## The problem
Reproduce verbatim the stretch of lines below, from the line containing "164, row 125." through the line containing "column 117, row 349", both included, and output nothing else.

## START Recorded data

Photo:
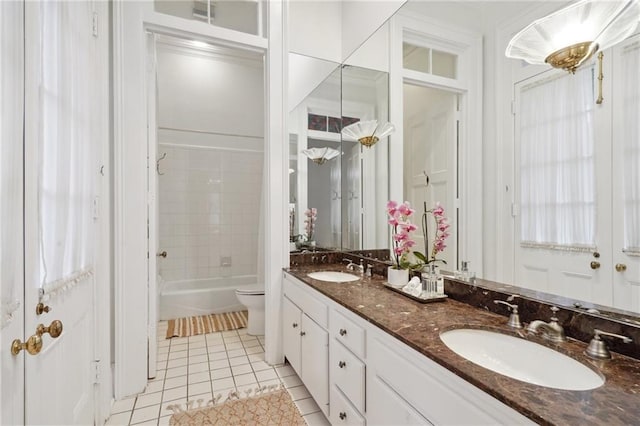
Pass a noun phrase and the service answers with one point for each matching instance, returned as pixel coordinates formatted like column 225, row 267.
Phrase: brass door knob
column 42, row 308
column 33, row 345
column 621, row 267
column 54, row 330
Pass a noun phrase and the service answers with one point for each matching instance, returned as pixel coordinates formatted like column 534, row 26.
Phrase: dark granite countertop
column 617, row 402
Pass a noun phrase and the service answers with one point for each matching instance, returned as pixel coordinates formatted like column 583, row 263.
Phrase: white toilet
column 252, row 297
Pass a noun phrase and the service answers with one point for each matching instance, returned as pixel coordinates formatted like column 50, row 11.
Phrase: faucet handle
column 369, row 272
column 598, row 348
column 514, row 318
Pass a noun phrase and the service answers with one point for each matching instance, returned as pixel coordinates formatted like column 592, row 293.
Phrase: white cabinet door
column 315, row 361
column 291, row 334
column 385, row 407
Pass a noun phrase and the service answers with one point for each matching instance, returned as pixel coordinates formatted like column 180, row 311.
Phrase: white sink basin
column 333, row 276
column 521, row 359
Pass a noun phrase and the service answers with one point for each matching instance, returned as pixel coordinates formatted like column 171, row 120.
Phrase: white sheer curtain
column 11, row 162
column 557, row 178
column 67, row 148
column 631, row 149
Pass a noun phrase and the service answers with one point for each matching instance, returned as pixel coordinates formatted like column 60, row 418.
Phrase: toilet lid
column 251, row 289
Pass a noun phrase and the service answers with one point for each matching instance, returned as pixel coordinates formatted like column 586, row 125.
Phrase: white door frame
column 131, row 251
column 467, row 46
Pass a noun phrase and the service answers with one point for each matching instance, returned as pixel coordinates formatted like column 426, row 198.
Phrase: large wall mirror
column 346, row 183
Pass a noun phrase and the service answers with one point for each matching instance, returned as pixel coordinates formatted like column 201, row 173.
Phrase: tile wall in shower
column 209, row 205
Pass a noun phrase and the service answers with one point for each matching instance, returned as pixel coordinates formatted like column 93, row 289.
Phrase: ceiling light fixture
column 368, row 132
column 569, row 37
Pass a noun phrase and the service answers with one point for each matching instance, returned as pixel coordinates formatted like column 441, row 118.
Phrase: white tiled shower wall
column 210, row 190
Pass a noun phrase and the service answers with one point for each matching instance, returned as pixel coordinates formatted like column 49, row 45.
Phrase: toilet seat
column 255, row 290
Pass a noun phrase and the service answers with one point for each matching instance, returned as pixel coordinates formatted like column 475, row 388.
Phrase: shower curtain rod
column 211, row 133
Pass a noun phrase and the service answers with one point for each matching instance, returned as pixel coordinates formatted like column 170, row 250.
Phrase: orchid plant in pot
column 441, row 234
column 401, row 241
column 310, row 225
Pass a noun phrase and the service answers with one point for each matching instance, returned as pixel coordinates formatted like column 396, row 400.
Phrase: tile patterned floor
column 199, row 367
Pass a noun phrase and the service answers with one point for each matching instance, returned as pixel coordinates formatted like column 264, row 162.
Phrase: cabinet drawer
column 311, row 306
column 348, row 333
column 436, row 393
column 348, row 374
column 342, row 413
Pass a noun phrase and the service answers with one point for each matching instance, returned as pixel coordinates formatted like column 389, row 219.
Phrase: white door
column 563, row 215
column 11, row 212
column 431, row 147
column 156, row 254
column 626, row 177
column 66, row 129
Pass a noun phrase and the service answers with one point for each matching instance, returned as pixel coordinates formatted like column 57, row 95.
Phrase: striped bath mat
column 191, row 326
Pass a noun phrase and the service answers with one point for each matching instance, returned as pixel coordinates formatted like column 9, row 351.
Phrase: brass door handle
column 42, row 308
column 33, row 345
column 621, row 267
column 54, row 330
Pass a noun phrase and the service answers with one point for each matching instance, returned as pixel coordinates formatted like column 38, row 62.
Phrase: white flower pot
column 397, row 278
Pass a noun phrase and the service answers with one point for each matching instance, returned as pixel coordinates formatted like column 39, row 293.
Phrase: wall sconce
column 367, row 132
column 320, row 155
column 567, row 38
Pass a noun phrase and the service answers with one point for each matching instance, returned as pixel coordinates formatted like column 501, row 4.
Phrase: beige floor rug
column 191, row 326
column 272, row 408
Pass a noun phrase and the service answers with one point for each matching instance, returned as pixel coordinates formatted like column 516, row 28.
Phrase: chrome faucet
column 514, row 318
column 352, row 266
column 551, row 330
column 598, row 348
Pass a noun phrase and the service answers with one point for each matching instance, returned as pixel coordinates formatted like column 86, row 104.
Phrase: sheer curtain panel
column 631, row 149
column 557, row 180
column 67, row 148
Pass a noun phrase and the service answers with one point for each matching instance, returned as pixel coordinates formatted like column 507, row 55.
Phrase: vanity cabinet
column 306, row 340
column 406, row 387
column 370, row 377
column 347, row 370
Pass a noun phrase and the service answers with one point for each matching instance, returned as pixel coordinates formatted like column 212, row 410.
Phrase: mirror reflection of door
column 430, row 146
column 353, row 203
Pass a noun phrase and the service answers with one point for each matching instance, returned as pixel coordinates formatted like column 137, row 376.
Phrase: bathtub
column 201, row 297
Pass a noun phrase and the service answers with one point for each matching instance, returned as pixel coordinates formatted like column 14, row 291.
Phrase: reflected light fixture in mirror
column 567, row 38
column 368, row 132
column 321, row 155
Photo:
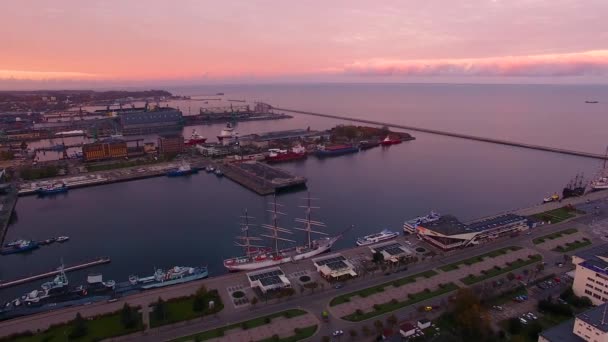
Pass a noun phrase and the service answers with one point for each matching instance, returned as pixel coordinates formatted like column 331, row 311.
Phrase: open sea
column 162, row 222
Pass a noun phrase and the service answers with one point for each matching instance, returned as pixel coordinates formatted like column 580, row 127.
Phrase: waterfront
column 191, row 221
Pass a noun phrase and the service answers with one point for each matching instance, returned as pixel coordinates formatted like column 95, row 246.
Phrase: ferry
column 195, row 139
column 390, row 141
column 335, row 150
column 410, row 226
column 375, row 238
column 52, row 189
column 183, row 170
column 175, row 275
column 278, row 156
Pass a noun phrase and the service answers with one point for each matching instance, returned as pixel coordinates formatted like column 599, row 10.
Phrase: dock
column 454, row 135
column 261, row 178
column 95, row 262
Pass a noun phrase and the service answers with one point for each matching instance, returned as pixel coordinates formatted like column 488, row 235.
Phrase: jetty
column 453, row 134
column 95, row 262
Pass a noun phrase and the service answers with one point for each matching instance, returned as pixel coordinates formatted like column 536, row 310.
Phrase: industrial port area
column 534, row 273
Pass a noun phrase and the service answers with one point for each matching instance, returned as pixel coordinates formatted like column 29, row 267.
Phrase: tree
column 79, row 327
column 128, row 317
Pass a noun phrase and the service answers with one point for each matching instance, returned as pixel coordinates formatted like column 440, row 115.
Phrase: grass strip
column 495, row 271
column 252, row 323
column 345, row 298
column 380, row 309
column 478, row 258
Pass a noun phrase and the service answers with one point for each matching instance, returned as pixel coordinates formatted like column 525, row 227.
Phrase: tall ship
column 411, row 226
column 575, row 188
column 260, row 256
column 378, row 237
column 195, row 139
column 335, row 150
column 279, row 156
column 172, row 276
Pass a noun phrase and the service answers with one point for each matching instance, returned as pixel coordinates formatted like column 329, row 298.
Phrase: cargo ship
column 195, row 139
column 261, row 256
column 175, row 275
column 411, row 226
column 279, row 156
column 375, row 238
column 183, row 170
column 335, row 150
column 391, row 141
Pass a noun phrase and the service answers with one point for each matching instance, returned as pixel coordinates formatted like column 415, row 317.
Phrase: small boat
column 195, row 139
column 52, row 189
column 374, row 238
column 391, row 141
column 62, row 238
column 182, row 170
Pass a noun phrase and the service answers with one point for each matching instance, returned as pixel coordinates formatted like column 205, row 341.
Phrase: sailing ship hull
column 248, row 265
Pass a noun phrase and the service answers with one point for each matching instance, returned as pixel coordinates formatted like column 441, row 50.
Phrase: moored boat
column 375, row 238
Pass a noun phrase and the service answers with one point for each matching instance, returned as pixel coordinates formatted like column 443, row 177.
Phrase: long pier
column 95, row 262
column 454, row 135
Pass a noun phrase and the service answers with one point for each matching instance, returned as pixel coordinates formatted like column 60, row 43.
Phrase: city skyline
column 524, row 41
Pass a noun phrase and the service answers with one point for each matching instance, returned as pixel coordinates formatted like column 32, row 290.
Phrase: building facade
column 170, row 144
column 104, row 150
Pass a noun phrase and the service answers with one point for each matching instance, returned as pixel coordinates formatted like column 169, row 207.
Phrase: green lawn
column 302, row 334
column 252, row 323
column 394, row 305
column 554, row 235
column 478, row 258
column 570, row 246
column 181, row 309
column 493, row 272
column 380, row 288
column 102, row 327
column 557, row 215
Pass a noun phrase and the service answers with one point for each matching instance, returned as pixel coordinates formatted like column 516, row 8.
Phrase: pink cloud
column 589, row 63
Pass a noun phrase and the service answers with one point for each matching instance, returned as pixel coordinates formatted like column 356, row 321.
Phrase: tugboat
column 391, row 141
column 278, row 156
column 19, row 247
column 52, row 189
column 182, row 170
column 575, row 188
column 195, row 139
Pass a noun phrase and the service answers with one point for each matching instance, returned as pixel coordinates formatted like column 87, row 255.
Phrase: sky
column 197, row 41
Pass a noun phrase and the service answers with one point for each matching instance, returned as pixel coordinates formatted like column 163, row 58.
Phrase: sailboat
column 260, row 257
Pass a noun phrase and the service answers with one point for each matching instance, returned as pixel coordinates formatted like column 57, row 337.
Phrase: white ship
column 375, row 238
column 261, row 256
column 410, row 226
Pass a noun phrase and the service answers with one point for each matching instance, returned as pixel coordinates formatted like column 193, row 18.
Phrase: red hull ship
column 390, row 141
column 195, row 139
column 279, row 156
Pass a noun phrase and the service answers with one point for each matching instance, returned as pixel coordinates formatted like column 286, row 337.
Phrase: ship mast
column 309, row 222
column 274, row 228
column 245, row 240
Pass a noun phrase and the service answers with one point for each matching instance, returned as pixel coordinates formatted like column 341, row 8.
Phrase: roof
column 595, row 317
column 563, row 332
column 450, row 225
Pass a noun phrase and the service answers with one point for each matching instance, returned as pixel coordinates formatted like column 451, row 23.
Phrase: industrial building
column 334, row 267
column 392, row 251
column 270, row 279
column 143, row 121
column 591, row 274
column 102, row 150
column 591, row 326
column 448, row 233
column 170, row 144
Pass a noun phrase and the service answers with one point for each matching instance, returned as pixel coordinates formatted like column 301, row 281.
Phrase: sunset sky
column 550, row 41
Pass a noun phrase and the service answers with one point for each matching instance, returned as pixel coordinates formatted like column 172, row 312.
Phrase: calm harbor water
column 162, row 222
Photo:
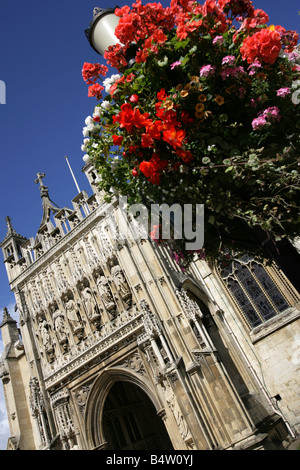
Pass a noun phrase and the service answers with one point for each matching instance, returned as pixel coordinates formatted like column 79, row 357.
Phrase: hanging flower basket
column 207, row 114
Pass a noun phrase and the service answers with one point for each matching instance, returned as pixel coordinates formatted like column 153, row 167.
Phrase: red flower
column 174, row 137
column 134, row 99
column 95, row 91
column 265, row 46
column 185, row 155
column 140, row 120
column 90, row 72
column 161, row 95
column 118, row 139
column 152, row 169
column 154, row 129
column 125, row 117
column 146, row 141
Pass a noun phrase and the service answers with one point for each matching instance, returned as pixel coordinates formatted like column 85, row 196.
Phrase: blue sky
column 43, row 48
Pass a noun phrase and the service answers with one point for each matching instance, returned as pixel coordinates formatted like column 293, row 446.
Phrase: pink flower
column 283, row 92
column 134, row 99
column 207, row 70
column 229, row 59
column 256, row 65
column 272, row 112
column 218, row 40
column 258, row 123
column 178, row 62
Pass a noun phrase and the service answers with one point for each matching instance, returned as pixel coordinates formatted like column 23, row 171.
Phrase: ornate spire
column 6, row 317
column 9, row 225
column 11, row 231
column 48, row 205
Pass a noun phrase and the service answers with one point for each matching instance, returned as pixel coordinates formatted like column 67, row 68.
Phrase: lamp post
column 101, row 32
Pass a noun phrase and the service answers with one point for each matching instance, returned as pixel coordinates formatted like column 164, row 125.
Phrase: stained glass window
column 253, row 290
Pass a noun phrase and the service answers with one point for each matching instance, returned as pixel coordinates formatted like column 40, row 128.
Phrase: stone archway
column 130, row 421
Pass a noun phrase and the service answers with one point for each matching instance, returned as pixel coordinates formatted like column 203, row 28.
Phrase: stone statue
column 121, row 283
column 59, row 323
column 177, row 413
column 45, row 335
column 72, row 313
column 92, row 308
column 105, row 293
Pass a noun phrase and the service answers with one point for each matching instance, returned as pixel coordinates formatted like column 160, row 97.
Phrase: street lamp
column 101, row 32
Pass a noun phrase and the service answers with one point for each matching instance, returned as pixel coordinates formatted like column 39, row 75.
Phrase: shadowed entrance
column 130, row 421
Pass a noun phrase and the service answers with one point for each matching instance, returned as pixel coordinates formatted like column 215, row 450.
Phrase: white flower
column 84, row 145
column 106, row 104
column 85, row 132
column 89, row 121
column 107, row 83
column 97, row 112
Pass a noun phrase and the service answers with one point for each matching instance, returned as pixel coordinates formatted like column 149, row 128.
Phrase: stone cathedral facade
column 117, row 349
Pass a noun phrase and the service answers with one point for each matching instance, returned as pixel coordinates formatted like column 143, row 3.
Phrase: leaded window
column 253, row 289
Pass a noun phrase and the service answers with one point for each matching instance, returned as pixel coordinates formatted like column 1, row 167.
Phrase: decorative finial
column 39, row 180
column 9, row 225
column 7, row 317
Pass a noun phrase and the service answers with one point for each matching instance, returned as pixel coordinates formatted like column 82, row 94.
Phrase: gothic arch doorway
column 130, row 420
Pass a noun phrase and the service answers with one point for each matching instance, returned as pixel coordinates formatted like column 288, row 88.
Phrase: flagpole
column 78, row 189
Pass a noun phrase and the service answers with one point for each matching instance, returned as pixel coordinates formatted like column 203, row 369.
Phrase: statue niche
column 60, row 326
column 122, row 286
column 73, row 315
column 45, row 337
column 105, row 293
column 92, row 308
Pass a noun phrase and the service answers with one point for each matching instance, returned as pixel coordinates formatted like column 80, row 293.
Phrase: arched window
column 253, row 289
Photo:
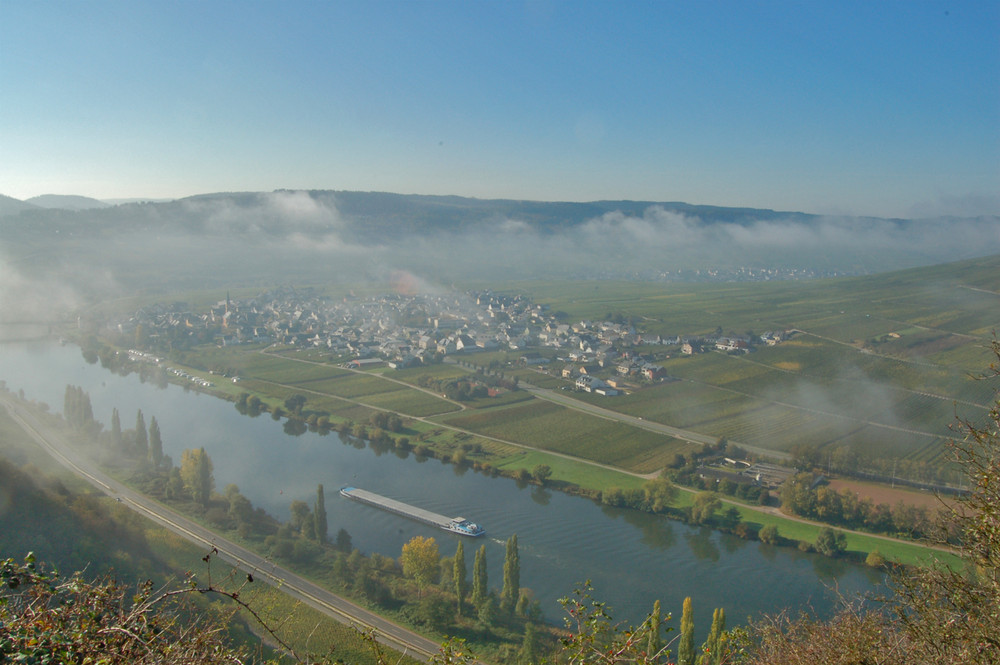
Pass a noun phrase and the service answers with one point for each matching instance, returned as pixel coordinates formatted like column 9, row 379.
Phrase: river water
column 631, row 558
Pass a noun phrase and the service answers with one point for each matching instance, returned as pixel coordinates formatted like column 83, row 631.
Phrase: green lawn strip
column 574, row 472
column 892, row 550
column 410, row 402
column 541, row 424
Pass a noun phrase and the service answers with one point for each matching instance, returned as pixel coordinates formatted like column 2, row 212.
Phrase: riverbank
column 497, row 456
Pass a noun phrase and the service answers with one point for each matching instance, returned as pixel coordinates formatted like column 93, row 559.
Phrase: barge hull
column 406, row 510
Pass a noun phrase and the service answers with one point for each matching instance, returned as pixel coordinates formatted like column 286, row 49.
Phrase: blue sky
column 881, row 108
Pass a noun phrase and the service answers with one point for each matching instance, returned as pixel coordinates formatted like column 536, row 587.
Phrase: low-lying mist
column 57, row 259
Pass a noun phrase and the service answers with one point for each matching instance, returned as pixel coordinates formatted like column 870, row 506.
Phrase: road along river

## END Recorded data

## Solved problem
Pass a noun phrase and the service answers with one point for each matching instance, returned as pixel coordinates formatted like column 164, row 125.
Phrase: stained glass window
column 253, row 290
Pass a noun phrase and the service answers with one point for each matching instance, returned as pixel coordinates formatted like column 40, row 128.
Phrase: stone archway
column 130, row 421
Pass a noun phrase and the service answers with one point for each matching instance, returned as pixel coordinates formatted like column 203, row 28.
Phrase: stone statue
column 121, row 283
column 59, row 323
column 177, row 413
column 45, row 335
column 72, row 313
column 92, row 308
column 105, row 293
Pass a noun phrase and the service answers with one point for each matching instance, returned as pixel coordinates formatted like column 160, row 97.
Phrase: street lamp
column 101, row 32
Pass a noun phrase and the service answers with one point for each matching instance, returned as pixel coordinates formatted like column 39, row 75.
Phrase: shadowed entrance
column 130, row 421
Pass a noun phrase and the service answers with one point for each matching instance, returned as pixel coordinates formatted like column 215, row 450.
Phrase: white flower
column 84, row 145
column 106, row 104
column 85, row 132
column 89, row 121
column 107, row 83
column 97, row 112
Pass a noun phrase and the service answers with one point for each matching instance, returned as pixel coordinates formatted like column 149, row 128.
Phrase: stone cathedral facade
column 117, row 349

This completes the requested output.